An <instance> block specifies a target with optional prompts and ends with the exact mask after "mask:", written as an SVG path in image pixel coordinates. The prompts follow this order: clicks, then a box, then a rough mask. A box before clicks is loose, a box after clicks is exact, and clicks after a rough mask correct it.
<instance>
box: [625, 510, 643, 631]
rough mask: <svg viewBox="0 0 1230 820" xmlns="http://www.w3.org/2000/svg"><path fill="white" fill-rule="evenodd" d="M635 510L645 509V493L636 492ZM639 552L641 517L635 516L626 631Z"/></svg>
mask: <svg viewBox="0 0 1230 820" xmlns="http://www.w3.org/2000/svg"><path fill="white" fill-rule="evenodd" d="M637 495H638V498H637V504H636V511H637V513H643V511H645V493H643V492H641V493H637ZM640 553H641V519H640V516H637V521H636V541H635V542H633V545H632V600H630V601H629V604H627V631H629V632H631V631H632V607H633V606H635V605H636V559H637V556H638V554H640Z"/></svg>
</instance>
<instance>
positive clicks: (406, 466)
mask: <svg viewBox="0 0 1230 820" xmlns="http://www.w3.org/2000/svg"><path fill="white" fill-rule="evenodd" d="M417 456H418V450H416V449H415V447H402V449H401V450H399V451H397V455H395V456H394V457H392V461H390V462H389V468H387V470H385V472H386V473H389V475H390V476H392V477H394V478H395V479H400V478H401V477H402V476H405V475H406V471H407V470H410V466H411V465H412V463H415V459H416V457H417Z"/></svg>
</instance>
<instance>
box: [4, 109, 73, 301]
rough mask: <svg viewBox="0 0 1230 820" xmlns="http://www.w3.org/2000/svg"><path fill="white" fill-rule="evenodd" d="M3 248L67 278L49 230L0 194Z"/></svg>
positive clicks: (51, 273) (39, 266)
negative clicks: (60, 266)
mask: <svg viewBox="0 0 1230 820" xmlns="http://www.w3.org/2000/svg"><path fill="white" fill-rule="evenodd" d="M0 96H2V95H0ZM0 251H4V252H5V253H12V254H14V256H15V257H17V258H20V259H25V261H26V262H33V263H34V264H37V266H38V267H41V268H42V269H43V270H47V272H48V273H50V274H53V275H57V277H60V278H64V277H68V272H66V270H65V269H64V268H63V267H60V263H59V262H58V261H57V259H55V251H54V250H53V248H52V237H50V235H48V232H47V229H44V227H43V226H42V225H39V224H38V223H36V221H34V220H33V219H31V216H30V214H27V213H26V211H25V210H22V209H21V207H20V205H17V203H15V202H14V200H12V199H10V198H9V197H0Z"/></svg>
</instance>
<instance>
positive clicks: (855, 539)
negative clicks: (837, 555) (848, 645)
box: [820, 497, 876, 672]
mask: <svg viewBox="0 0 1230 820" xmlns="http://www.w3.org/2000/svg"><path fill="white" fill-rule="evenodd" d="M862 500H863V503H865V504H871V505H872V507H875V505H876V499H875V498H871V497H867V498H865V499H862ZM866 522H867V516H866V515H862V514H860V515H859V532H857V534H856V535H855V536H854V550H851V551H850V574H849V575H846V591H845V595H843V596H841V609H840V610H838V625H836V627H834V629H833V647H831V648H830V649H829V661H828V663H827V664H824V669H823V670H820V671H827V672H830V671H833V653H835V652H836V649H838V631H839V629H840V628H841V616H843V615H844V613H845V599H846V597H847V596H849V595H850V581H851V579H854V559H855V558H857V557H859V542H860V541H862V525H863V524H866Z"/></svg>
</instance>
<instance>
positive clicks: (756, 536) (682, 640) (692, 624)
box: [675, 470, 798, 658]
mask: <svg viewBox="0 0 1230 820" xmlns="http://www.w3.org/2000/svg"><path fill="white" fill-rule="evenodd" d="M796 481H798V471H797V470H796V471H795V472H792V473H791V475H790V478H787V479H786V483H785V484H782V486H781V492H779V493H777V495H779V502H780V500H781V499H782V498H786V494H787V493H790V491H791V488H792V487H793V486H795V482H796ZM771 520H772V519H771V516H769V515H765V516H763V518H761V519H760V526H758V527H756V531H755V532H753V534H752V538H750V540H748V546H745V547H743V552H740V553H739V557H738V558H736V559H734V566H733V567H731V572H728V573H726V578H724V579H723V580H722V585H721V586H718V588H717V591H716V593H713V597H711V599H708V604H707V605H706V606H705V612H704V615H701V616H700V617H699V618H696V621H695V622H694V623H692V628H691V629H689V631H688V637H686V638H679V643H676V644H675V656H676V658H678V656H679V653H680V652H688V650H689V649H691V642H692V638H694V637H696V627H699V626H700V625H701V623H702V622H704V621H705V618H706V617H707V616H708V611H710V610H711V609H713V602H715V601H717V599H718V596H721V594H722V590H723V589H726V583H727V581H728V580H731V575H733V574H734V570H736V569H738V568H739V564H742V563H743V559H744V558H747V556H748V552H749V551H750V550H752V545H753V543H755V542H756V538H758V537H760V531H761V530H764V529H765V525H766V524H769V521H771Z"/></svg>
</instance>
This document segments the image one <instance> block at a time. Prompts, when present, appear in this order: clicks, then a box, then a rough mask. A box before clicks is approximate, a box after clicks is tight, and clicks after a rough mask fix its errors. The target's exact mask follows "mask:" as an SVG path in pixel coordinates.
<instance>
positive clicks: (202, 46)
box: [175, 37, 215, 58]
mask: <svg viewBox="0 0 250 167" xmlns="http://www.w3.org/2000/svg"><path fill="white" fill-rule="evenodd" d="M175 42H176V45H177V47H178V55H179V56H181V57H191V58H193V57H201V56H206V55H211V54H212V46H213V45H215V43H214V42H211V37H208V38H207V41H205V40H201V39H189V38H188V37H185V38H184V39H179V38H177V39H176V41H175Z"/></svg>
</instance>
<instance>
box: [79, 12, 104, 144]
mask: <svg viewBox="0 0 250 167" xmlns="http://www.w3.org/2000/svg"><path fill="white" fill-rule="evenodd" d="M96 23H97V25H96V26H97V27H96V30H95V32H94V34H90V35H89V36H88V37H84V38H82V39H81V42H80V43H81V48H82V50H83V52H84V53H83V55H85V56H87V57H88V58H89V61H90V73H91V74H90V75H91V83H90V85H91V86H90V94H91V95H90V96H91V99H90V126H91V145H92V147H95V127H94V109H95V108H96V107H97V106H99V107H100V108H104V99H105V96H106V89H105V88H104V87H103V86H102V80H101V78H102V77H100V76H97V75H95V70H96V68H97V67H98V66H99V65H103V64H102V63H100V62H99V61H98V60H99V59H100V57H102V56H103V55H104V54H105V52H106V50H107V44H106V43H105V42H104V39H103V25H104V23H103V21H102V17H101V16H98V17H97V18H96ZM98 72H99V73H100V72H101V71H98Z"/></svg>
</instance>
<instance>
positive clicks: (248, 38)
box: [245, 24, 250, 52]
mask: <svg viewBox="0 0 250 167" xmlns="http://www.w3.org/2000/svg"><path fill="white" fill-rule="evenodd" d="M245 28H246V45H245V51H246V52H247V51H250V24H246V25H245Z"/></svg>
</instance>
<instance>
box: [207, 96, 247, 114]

--

## [Task]
Return the records above verbatim, in their entirety.

## [Task solution]
An <instance> block specifies a target with optional prompts and ends with the exact mask after "mask:", written as an SVG path in image pixel coordinates. The prompts follow this order: clicks, then a box, then a rough mask. A box before clicks is loose, a box after clicks is exact, and clicks after a rough mask correct it.
<instance>
box: [625, 510, 643, 631]
rough mask: <svg viewBox="0 0 1230 820" xmlns="http://www.w3.org/2000/svg"><path fill="white" fill-rule="evenodd" d="M635 510L645 509V493L636 492ZM639 552L641 517L635 516L626 631Z"/></svg>
mask: <svg viewBox="0 0 1230 820" xmlns="http://www.w3.org/2000/svg"><path fill="white" fill-rule="evenodd" d="M637 495H638V498H637V504H636V511H637V513H643V511H645V493H643V492H641V493H637ZM640 553H641V519H640V516H637V521H636V541H635V542H633V545H632V600H630V601H629V604H627V631H629V632H631V631H632V607H633V606H635V605H636V559H637V556H638V554H640Z"/></svg>
</instance>
<instance>
positive clicks: (406, 466)
mask: <svg viewBox="0 0 1230 820" xmlns="http://www.w3.org/2000/svg"><path fill="white" fill-rule="evenodd" d="M417 456H418V450H416V449H415V447H402V449H401V450H399V451H397V455H395V456H394V457H392V461H390V462H389V468H387V470H385V472H386V473H389V475H390V476H392V477H394V478H395V479H400V478H401V477H402V476H405V475H406V471H407V470H410V466H411V465H412V463H415V459H416V457H417Z"/></svg>
</instance>
<instance>
box: [4, 109, 73, 301]
rough mask: <svg viewBox="0 0 1230 820" xmlns="http://www.w3.org/2000/svg"><path fill="white" fill-rule="evenodd" d="M3 248L67 278L49 230L0 194Z"/></svg>
positive clicks: (51, 273) (39, 266)
negative clicks: (60, 266)
mask: <svg viewBox="0 0 1230 820" xmlns="http://www.w3.org/2000/svg"><path fill="white" fill-rule="evenodd" d="M0 96H2V95H0ZM0 251H4V252H5V253H12V254H14V256H15V257H17V258H20V259H25V261H26V262H33V263H34V264H37V266H38V267H41V268H42V269H43V270H47V272H48V273H50V274H53V275H57V277H60V278H64V277H68V272H66V270H65V269H64V268H63V267H60V263H59V262H58V261H57V259H55V251H54V250H53V248H52V237H50V235H48V232H47V229H44V227H43V226H42V225H39V224H38V223H36V221H34V220H33V219H31V216H30V214H27V213H26V211H25V210H22V209H21V207H20V205H17V203H15V202H14V200H12V199H10V198H9V197H0Z"/></svg>
</instance>
<instance>
positive clicks: (855, 539)
negative clicks: (837, 555) (848, 645)
box: [820, 497, 876, 672]
mask: <svg viewBox="0 0 1230 820" xmlns="http://www.w3.org/2000/svg"><path fill="white" fill-rule="evenodd" d="M862 500H863V503H865V504H871V505H872V507H875V505H876V499H875V498H871V497H867V498H865V499H862ZM866 522H867V516H866V515H862V514H860V515H859V532H857V534H856V535H855V536H854V550H851V551H850V574H849V575H846V591H845V595H843V596H841V609H840V610H838V625H836V627H834V629H833V647H831V648H830V649H829V661H828V663H827V664H824V669H823V670H820V671H827V672H830V671H833V653H835V652H836V649H838V631H839V629H840V628H841V616H843V615H844V613H845V599H846V597H847V596H849V595H850V581H851V579H854V559H855V558H857V557H859V542H860V541H862V525H863V524H866Z"/></svg>
</instance>
<instance>
positive clicks: (756, 536) (682, 640) (692, 624)
box: [675, 470, 798, 658]
mask: <svg viewBox="0 0 1230 820" xmlns="http://www.w3.org/2000/svg"><path fill="white" fill-rule="evenodd" d="M796 481H798V471H797V470H796V471H795V472H792V473H791V475H790V478H787V479H786V483H785V484H782V486H781V492H779V493H777V495H779V502H780V500H781V499H782V498H786V494H787V493H790V491H791V488H792V487H793V486H795V482H796ZM771 520H772V519H771V516H769V515H765V516H763V518H761V519H760V526H758V527H756V531H755V532H753V534H752V538H750V540H748V546H745V547H743V552H740V553H739V557H738V558H736V559H734V566H733V567H731V572H728V573H726V578H724V579H723V580H722V585H721V586H718V588H717V591H716V593H713V597H711V599H708V604H707V605H706V606H705V612H704V615H701V616H700V617H699V618H696V621H695V622H694V623H692V628H691V629H689V631H688V637H686V638H679V643H676V644H675V656H676V658H678V656H679V653H680V652H688V650H689V649H691V642H692V638H694V637H696V627H699V626H700V625H701V623H702V622H704V621H705V618H706V617H707V616H708V611H710V610H711V609H713V602H715V601H717V599H718V596H721V594H722V590H723V589H726V583H727V581H728V580H731V575H733V574H734V570H736V569H738V568H739V564H742V563H743V559H744V558H747V556H748V552H749V551H750V550H752V545H753V543H755V542H756V538H758V537H760V531H761V530H764V529H765V525H766V524H769V521H771Z"/></svg>
</instance>
This document segments the image one <instance> block at a time. Prompts, when present, appear in this order: clicks, then a box, then a rough mask. A box before clicks is approximate, a box after clicks is tight, and clicks after a rough mask fix its errors. The target's exact mask follows "mask:" as an SVG path in pixel coordinates.
<instance>
positive clicks: (202, 46)
box: [175, 37, 215, 58]
mask: <svg viewBox="0 0 250 167" xmlns="http://www.w3.org/2000/svg"><path fill="white" fill-rule="evenodd" d="M175 42H176V45H177V47H178V55H179V56H181V57H191V58H193V57H201V56H206V55H211V54H212V46H213V45H215V43H214V42H211V37H208V38H207V41H205V40H201V39H189V38H188V37H185V38H184V39H179V38H177V39H176V41H175Z"/></svg>
</instance>
<instance>
box: [79, 12, 104, 144]
mask: <svg viewBox="0 0 250 167" xmlns="http://www.w3.org/2000/svg"><path fill="white" fill-rule="evenodd" d="M96 23H97V25H96V26H97V27H96V30H95V32H94V34H90V35H89V36H88V37H84V38H82V39H81V42H80V43H81V48H82V50H83V52H84V53H83V55H85V56H87V57H88V58H89V61H90V73H91V74H90V75H91V83H90V85H91V86H90V94H91V95H90V96H91V99H90V126H91V145H92V147H95V127H94V109H95V108H96V107H97V106H99V107H100V108H104V99H105V96H106V89H105V88H104V87H103V86H102V80H101V78H102V77H100V76H97V75H95V70H96V68H97V67H98V66H99V65H103V64H102V63H100V62H99V61H98V60H99V59H100V57H102V56H103V55H104V54H105V52H106V50H107V44H106V43H105V42H104V39H103V25H104V23H103V21H102V17H101V16H98V17H97V18H96ZM98 72H99V73H100V72H101V71H98Z"/></svg>
</instance>
<instance>
positive clicks: (248, 38)
box: [245, 24, 250, 52]
mask: <svg viewBox="0 0 250 167" xmlns="http://www.w3.org/2000/svg"><path fill="white" fill-rule="evenodd" d="M245 28H246V45H245V51H246V52H247V51H250V24H246V25H245Z"/></svg>
</instance>
<instance>
box: [207, 96, 247, 114]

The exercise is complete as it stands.